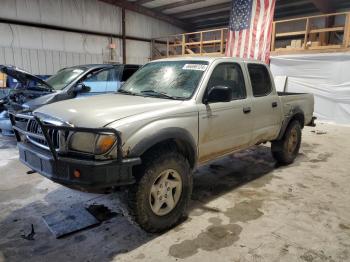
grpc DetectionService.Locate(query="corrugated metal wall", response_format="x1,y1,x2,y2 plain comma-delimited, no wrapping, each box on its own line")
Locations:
126,10,182,64
0,0,182,74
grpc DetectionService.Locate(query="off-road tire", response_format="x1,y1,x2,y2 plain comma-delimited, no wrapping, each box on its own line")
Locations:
272,120,302,165
128,146,192,233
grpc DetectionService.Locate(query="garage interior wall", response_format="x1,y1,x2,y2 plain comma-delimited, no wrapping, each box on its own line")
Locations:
0,0,182,75
125,10,182,64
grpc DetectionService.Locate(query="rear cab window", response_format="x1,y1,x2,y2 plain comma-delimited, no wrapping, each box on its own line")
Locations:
247,64,272,97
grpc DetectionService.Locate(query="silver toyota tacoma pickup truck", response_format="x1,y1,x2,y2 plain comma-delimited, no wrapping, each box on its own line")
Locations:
11,57,315,232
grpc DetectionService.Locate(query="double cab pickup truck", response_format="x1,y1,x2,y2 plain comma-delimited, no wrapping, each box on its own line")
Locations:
11,57,315,232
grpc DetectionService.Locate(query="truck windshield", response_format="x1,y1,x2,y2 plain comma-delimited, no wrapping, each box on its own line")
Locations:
119,61,208,100
46,67,87,90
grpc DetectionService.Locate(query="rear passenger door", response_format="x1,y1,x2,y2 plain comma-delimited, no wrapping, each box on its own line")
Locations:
198,62,253,163
247,63,281,143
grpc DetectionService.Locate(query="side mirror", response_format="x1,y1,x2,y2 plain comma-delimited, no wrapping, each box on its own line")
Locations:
205,85,233,103
74,83,91,93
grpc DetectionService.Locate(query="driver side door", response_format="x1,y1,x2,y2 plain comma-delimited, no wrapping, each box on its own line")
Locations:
198,62,253,163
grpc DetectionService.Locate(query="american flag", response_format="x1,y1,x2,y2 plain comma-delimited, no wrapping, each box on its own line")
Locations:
225,0,276,64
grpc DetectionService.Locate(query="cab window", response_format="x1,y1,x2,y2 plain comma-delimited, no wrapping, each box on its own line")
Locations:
83,67,121,93
247,64,272,97
207,63,246,100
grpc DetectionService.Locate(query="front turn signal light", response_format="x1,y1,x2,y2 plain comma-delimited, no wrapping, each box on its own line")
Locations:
95,135,116,155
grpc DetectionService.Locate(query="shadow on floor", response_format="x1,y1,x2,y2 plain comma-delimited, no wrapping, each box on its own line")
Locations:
0,144,286,261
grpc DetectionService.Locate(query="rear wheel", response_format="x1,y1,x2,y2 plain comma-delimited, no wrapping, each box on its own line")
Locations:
272,120,302,165
129,147,192,232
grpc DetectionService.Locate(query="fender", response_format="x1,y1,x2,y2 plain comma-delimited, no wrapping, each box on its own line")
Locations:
128,127,197,165
276,106,305,140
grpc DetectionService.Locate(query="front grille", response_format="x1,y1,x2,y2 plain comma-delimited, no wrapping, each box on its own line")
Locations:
26,119,60,150
11,114,61,151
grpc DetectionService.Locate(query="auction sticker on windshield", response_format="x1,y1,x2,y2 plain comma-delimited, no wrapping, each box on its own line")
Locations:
182,64,208,71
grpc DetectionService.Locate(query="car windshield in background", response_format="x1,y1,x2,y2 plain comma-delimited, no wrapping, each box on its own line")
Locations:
46,67,87,90
119,61,208,100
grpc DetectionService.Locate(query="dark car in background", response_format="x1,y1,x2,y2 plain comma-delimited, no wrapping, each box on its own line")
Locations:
0,63,140,135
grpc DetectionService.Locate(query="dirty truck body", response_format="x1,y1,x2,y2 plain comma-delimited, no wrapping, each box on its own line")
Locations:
11,57,315,232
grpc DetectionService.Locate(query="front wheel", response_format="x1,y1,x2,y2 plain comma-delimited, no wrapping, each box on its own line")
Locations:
129,148,192,232
272,120,302,165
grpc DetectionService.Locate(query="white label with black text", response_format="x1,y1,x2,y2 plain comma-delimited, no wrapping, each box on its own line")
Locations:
182,64,208,71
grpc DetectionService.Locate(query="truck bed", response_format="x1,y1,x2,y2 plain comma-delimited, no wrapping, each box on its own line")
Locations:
278,92,314,126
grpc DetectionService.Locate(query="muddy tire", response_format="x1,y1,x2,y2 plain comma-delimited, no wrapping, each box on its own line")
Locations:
128,146,192,233
272,120,302,165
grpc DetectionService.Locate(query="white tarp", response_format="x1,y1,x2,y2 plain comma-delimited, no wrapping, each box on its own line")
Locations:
270,52,350,125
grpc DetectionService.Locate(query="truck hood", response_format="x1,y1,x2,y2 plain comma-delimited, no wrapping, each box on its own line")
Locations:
22,91,65,111
34,94,183,127
0,65,52,90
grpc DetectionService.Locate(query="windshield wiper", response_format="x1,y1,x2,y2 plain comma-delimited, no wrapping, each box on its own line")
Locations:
140,90,181,100
118,89,137,96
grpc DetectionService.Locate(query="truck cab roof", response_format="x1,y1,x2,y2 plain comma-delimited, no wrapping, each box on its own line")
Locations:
151,56,267,65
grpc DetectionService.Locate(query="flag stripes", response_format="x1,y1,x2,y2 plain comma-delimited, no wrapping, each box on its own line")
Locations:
225,0,276,64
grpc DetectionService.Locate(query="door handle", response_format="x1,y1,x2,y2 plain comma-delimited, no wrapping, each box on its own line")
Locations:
272,102,278,108
243,107,251,114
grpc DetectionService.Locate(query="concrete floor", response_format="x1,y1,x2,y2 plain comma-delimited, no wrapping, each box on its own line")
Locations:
0,123,350,262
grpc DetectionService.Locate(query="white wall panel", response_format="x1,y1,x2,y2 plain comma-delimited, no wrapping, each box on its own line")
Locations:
21,49,31,72
15,26,43,50
0,0,183,73
0,0,17,20
126,40,151,65
62,0,84,29
0,45,106,75
42,30,65,51
126,10,182,39
13,49,23,68
16,0,41,23
0,22,118,74
1,0,122,35
0,24,14,47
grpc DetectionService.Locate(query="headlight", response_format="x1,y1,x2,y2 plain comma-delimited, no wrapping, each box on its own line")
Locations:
69,132,117,155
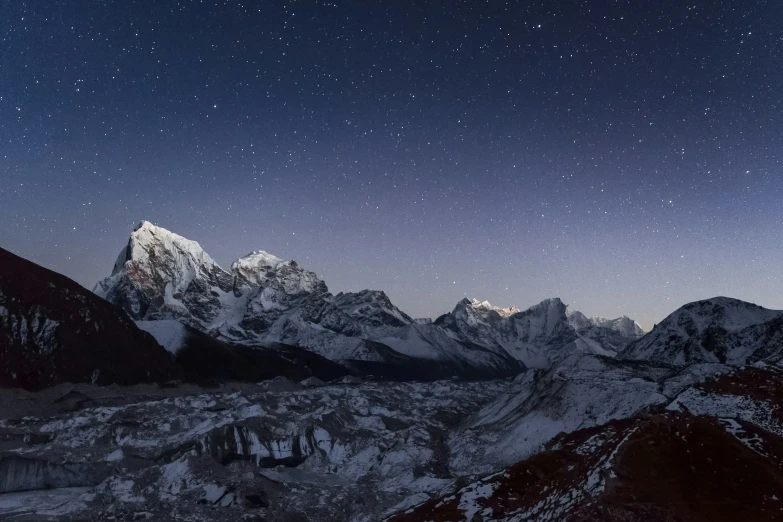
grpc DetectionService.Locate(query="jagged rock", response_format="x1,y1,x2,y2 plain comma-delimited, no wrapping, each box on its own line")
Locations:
0,456,110,493
435,297,644,368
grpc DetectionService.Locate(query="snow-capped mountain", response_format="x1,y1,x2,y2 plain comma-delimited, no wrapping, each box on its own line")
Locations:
332,290,413,329
566,306,645,338
435,297,643,368
621,297,783,366
5,236,783,521
95,222,522,379
566,306,646,353
94,221,234,325
0,247,180,390
466,298,521,318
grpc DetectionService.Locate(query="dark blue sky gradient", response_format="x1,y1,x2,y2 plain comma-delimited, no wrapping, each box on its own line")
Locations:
2,1,782,327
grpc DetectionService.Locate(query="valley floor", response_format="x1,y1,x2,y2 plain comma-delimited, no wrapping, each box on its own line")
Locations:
0,376,512,521
3,359,783,522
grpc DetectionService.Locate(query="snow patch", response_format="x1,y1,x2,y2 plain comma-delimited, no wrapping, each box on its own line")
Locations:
135,320,188,354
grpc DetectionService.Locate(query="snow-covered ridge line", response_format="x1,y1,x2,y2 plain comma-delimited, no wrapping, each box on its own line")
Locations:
621,296,783,366
94,221,647,373
92,221,525,376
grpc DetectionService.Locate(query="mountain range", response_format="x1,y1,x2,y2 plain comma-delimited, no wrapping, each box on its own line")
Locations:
1,221,783,521
92,221,646,380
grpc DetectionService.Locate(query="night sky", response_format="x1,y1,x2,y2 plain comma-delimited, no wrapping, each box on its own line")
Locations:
2,1,782,328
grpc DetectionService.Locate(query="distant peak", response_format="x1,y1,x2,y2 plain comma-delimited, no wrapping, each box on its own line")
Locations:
132,220,178,237
674,297,774,318
230,250,287,281
123,220,218,269
134,220,155,231
457,297,520,317
649,296,783,335
335,289,389,300
356,289,386,296
693,296,761,308
233,250,284,270
533,297,566,309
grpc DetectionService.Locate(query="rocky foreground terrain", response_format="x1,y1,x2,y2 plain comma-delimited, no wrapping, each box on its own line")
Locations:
2,357,783,521
0,376,511,521
392,364,783,522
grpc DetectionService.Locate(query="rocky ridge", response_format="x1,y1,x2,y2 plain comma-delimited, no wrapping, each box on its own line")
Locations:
621,296,783,365
0,247,180,390
434,297,645,368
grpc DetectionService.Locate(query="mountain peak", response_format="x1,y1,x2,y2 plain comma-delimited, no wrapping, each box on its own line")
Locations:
622,296,783,366
334,289,394,306
231,250,286,284
469,298,520,317
94,221,232,322
688,296,767,310
125,220,220,271
527,297,567,315
452,297,520,318
133,220,154,232
668,296,780,331
332,289,413,328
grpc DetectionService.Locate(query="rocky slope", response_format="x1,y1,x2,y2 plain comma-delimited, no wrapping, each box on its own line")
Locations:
449,354,730,475
136,320,351,384
621,297,783,366
391,363,783,521
0,247,180,390
95,222,523,379
390,410,783,522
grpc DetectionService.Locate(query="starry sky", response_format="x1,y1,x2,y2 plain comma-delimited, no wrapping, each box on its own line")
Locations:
1,1,782,328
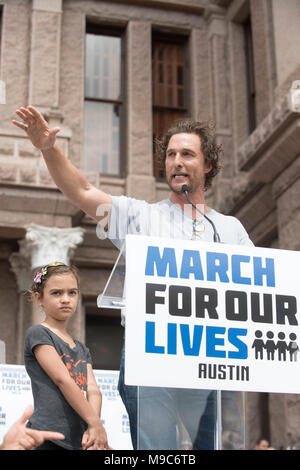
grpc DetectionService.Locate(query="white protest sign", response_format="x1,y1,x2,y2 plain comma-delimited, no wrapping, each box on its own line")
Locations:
125,234,300,394
0,365,132,449
0,364,34,442
93,369,132,449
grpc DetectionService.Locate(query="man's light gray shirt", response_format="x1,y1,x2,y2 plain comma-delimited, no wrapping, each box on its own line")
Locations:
97,196,253,325
99,196,254,248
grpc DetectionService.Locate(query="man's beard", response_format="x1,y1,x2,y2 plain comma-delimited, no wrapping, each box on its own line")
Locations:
167,180,184,194
166,176,193,194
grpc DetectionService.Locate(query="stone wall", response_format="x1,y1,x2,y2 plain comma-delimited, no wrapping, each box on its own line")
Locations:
0,0,299,450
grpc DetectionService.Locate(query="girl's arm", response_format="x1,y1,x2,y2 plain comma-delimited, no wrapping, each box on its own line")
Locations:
82,364,111,450
86,364,102,415
33,344,108,450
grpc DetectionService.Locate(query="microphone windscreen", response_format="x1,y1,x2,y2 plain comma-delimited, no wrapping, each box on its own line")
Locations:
181,184,189,193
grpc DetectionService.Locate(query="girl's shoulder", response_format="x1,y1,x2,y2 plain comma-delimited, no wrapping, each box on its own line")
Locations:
25,323,47,338
25,325,52,344
24,324,55,351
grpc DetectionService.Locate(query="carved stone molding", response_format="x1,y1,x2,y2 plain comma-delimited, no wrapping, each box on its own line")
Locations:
209,0,232,7
237,81,300,171
24,223,85,269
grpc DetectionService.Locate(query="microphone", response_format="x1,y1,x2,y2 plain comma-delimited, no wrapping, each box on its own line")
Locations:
181,184,221,243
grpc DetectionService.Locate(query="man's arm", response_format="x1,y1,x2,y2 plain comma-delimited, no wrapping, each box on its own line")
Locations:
12,106,111,222
0,405,65,450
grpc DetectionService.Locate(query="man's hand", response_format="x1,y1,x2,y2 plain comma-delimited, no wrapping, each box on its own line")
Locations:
12,105,60,150
1,405,65,450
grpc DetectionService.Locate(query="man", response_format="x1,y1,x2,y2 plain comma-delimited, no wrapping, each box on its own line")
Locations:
12,107,252,450
254,438,270,450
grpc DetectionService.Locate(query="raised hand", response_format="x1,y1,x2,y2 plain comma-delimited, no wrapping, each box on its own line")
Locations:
12,106,60,150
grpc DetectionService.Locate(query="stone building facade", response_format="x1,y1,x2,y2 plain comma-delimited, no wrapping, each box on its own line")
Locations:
0,0,299,449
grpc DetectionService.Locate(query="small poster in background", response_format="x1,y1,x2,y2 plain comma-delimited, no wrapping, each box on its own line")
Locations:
0,364,132,450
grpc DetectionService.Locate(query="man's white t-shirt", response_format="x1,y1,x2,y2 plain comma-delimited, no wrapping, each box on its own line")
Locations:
100,195,254,248
98,196,253,325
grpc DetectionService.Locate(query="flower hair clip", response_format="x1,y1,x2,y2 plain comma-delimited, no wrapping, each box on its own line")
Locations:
33,261,66,285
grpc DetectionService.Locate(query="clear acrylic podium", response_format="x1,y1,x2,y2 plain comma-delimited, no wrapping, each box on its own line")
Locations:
97,243,246,450
136,388,245,450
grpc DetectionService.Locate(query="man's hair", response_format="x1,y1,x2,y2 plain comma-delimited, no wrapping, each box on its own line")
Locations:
155,119,222,190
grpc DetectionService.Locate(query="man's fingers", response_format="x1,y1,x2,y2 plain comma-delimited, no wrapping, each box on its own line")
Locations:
18,405,34,425
18,437,35,450
15,109,34,127
12,119,27,131
19,107,36,121
27,105,43,119
50,127,61,137
14,107,37,129
25,428,65,441
15,109,28,121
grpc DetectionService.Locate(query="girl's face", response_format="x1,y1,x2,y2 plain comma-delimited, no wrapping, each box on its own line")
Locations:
35,273,79,322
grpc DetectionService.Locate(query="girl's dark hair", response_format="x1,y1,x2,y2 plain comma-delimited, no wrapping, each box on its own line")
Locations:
155,119,222,190
31,263,80,298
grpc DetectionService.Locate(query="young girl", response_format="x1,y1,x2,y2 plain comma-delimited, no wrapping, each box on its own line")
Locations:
24,262,110,450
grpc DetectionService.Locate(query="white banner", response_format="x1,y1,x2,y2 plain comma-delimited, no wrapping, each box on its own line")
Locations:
125,234,300,394
0,364,132,449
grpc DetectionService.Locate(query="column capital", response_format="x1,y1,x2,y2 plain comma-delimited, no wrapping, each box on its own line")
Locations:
204,3,228,40
24,223,85,269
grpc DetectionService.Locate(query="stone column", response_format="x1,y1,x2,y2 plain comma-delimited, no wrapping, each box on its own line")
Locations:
9,244,33,364
205,5,231,132
28,0,72,178
125,21,156,202
204,5,234,209
189,27,211,121
29,0,63,110
250,0,276,123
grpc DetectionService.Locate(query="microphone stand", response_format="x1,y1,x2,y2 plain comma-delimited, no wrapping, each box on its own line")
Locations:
181,184,221,243
182,183,223,449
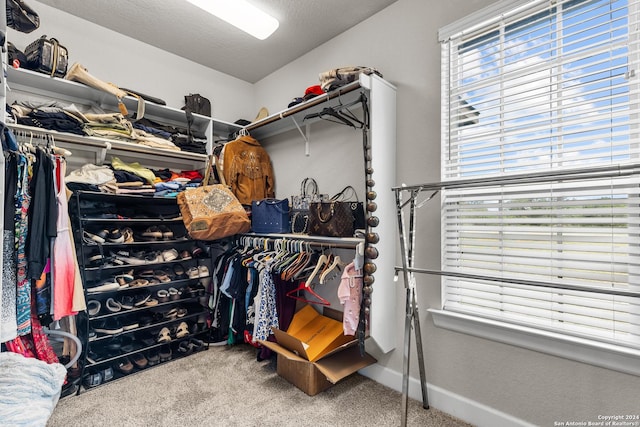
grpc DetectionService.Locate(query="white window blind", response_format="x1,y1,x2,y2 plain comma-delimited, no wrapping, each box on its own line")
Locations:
440,0,640,349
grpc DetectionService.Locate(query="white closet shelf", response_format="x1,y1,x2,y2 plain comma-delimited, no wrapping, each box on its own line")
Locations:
6,67,240,135
244,79,365,141
8,123,208,171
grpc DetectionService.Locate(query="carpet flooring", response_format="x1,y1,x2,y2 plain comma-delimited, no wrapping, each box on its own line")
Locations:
47,343,472,427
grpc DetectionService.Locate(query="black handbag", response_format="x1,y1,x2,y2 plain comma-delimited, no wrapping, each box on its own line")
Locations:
251,199,291,234
331,186,365,231
182,93,211,117
24,35,68,78
6,0,40,33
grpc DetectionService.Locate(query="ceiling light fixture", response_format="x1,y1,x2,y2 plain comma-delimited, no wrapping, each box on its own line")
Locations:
186,0,279,40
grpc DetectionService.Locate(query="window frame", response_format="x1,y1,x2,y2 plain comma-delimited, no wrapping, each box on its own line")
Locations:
437,0,640,375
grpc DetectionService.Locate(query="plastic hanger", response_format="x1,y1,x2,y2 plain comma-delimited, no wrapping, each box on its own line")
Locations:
320,254,344,284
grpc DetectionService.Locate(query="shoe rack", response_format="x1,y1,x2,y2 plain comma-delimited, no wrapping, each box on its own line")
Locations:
70,190,213,393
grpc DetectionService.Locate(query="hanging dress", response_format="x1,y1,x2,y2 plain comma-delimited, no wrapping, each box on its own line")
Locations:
15,152,32,335
51,156,77,320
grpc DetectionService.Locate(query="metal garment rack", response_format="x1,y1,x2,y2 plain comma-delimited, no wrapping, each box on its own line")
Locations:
392,162,640,426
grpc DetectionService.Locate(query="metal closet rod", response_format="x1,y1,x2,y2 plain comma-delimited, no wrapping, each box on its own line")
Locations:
237,233,362,250
242,80,363,132
393,162,640,193
394,266,640,299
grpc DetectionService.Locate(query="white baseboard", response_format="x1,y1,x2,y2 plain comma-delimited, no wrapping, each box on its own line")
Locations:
358,364,537,427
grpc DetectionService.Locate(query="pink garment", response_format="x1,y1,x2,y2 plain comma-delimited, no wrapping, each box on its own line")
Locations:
337,262,363,336
52,157,76,320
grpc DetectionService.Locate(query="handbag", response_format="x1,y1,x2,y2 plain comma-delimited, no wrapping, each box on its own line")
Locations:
177,185,250,240
24,35,68,78
290,177,329,234
331,185,365,230
6,0,40,33
291,177,329,211
308,201,355,237
251,198,290,234
182,93,211,117
177,155,250,240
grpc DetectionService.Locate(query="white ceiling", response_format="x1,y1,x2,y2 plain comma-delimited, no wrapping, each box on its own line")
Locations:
36,0,398,83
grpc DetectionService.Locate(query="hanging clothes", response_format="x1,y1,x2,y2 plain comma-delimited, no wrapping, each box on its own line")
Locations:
338,261,363,336
222,135,275,205
15,152,32,335
1,153,19,342
27,148,58,280
51,156,79,320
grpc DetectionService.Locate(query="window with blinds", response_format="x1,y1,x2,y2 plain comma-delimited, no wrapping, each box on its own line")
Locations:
440,0,640,349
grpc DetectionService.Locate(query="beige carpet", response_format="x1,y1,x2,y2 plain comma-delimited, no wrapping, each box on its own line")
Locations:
47,344,472,427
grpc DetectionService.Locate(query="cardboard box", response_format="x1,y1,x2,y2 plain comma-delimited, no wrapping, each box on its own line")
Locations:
259,304,376,396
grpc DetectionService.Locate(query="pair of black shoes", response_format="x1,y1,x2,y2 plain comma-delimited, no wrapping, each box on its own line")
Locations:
83,366,114,388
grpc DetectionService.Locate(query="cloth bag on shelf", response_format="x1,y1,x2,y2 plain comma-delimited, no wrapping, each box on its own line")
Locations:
177,185,250,240
177,155,250,240
251,198,290,234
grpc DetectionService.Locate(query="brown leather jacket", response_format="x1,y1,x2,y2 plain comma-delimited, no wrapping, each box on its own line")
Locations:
222,135,275,205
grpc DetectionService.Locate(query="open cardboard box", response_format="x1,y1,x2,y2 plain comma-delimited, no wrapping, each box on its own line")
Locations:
259,304,376,396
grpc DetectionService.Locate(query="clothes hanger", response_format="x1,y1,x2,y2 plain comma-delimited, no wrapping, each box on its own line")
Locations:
285,280,331,306
320,254,345,284
304,107,356,128
303,252,329,285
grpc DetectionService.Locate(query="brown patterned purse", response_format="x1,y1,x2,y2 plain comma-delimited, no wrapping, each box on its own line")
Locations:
308,201,355,237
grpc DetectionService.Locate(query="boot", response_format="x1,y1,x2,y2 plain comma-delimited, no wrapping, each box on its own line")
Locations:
65,63,144,118
65,62,127,98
* * * * * * * * *
■ **Goal of the exercise**:
A copy of each line in the data above that holds the string "brown" is needed.

■ **Solution for this exercise**:
grpc DetectionService.Locate(query="brown leather jacket", response_format="x1,y1,x2,y2 plain comma-delimited, no wrapping, each box on its own line")
grpc DetectionService.Locate(query="brown patterned purse", response_format="x1,y1,x2,y2 plain comma-delimited, no wrapping, each box on its own line")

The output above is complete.